Dataset entries:
+---+
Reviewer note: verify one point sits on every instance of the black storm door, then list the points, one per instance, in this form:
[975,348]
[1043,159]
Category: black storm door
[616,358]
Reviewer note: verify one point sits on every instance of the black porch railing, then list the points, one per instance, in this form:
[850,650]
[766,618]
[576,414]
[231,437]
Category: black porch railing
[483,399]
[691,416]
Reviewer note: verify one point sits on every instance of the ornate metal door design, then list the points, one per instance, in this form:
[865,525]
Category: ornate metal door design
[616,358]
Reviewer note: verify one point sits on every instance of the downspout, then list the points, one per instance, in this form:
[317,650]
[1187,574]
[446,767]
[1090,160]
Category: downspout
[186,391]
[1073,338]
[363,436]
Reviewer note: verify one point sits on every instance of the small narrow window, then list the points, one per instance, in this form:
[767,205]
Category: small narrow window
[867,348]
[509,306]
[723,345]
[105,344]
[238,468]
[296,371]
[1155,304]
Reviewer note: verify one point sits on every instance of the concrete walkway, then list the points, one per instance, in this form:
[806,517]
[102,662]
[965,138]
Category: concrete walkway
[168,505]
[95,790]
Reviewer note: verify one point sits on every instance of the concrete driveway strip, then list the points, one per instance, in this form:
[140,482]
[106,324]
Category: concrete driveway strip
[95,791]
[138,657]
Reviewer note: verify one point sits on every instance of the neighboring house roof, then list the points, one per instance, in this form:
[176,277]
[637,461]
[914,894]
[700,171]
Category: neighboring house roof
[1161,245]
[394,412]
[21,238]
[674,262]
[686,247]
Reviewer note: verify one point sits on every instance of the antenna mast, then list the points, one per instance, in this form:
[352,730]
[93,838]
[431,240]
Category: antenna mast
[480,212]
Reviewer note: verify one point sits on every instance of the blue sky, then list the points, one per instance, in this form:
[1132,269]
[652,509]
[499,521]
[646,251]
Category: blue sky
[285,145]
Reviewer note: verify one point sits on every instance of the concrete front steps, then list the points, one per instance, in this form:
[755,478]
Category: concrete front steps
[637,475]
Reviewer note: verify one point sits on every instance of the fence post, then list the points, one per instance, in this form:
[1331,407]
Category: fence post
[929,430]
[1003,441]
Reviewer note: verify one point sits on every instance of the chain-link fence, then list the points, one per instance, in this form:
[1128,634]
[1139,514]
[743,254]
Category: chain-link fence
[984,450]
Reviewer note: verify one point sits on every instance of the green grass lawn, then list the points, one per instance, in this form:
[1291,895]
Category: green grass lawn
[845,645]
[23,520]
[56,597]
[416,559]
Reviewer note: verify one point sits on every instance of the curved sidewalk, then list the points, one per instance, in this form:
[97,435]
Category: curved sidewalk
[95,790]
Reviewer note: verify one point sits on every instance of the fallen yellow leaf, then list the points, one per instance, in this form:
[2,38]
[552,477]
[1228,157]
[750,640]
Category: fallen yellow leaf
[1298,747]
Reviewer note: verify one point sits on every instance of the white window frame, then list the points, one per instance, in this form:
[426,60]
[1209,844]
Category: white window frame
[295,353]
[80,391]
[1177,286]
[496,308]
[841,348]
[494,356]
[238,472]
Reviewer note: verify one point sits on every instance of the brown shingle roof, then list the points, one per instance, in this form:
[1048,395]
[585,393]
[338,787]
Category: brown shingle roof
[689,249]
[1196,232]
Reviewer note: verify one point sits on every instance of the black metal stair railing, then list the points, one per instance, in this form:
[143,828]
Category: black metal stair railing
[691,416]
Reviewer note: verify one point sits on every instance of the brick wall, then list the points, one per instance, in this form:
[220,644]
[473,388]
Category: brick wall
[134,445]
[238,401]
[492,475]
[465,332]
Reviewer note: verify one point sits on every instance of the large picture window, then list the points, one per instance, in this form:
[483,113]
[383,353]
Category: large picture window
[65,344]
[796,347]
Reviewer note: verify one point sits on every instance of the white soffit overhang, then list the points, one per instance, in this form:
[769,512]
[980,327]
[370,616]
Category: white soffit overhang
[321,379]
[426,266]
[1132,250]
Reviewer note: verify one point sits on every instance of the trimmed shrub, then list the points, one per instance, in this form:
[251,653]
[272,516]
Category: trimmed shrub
+---+
WORK INSTRUCTION.
What is needed is an exact copy of the lines above, from the one containing "of the chain-link" through the one containing "of the brown", with nothing added.

FINAL ANSWER.
Reviewer note: verify one point sits on every instance of the chain-link fence, then list the points, one per instance, in this form:
[1128,634]
[1139,514]
[743,254]
Category: chain-link fence
[984,450]
Reviewer note: verify one point sits on every instance of the green grass lawn, then list the points, one per instance, in this form:
[1291,895]
Category: green grass lawn
[845,645]
[23,520]
[56,597]
[416,559]
Reviewer note: verify one point sits on every instance of the curved sidewalk, then list the points, one per instance, in this form:
[97,435]
Category: curved sidewalk
[95,790]
Reviewer note: verify one point sits on every instance of the fallen yellow leaf, then list the points, one per instance, in this form:
[2,38]
[552,477]
[1228,157]
[750,640]
Category: fallen yellow leaf
[1298,747]
Reviewer note: verify one point sits on every instance of the white window frame, then list the points, one per instance, in this form:
[426,60]
[1209,844]
Category: white window frame
[295,353]
[80,391]
[1177,286]
[496,308]
[841,348]
[494,356]
[238,472]
Reviewer note: verify one point sits on every instance of the brown shingle roof, then list the points, one per instance, in this form:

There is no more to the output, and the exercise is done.